### Available records

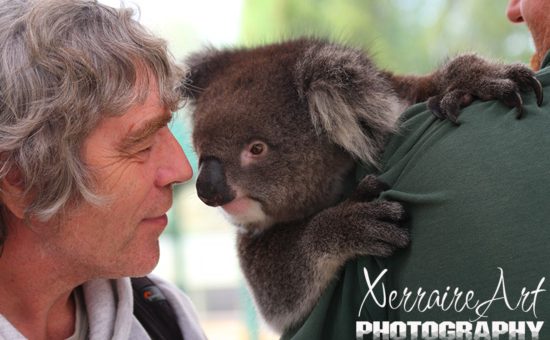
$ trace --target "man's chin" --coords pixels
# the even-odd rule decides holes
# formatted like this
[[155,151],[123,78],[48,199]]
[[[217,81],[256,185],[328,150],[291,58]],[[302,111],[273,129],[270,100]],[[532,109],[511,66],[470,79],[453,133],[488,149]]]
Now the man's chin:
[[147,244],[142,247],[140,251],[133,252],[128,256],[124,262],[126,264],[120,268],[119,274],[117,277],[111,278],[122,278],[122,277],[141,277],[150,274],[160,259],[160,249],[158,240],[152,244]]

---

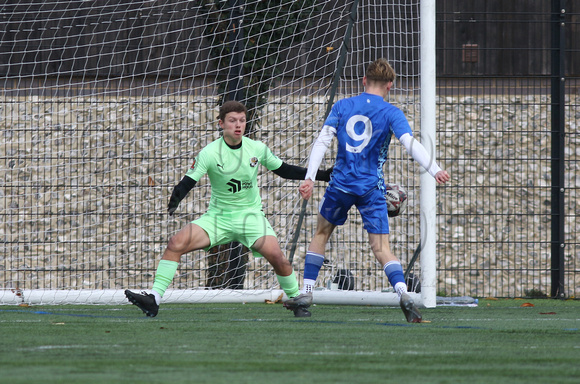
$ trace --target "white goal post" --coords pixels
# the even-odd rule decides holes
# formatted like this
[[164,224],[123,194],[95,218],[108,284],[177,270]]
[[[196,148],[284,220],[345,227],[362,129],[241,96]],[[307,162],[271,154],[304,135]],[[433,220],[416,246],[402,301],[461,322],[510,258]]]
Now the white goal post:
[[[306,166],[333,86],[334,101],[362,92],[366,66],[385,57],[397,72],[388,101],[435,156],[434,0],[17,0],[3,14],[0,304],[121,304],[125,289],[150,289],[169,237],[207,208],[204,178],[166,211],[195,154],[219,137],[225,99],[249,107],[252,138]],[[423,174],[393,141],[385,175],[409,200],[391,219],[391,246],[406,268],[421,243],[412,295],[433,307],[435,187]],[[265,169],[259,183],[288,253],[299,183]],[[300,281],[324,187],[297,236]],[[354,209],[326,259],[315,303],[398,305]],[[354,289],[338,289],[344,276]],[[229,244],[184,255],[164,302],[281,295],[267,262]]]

==

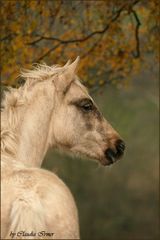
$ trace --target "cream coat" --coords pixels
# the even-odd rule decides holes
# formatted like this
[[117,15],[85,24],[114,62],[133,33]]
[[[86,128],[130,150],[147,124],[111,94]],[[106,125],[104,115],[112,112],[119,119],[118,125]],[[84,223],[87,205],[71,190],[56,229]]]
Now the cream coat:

### Task objective
Show the lines above that have the word "coords".

### The completed task
$ trace --target "man's chin" --coords pixels
$ trace --target "white goal post" --coords pixels
$ trace --target "cream coat" --coords pixels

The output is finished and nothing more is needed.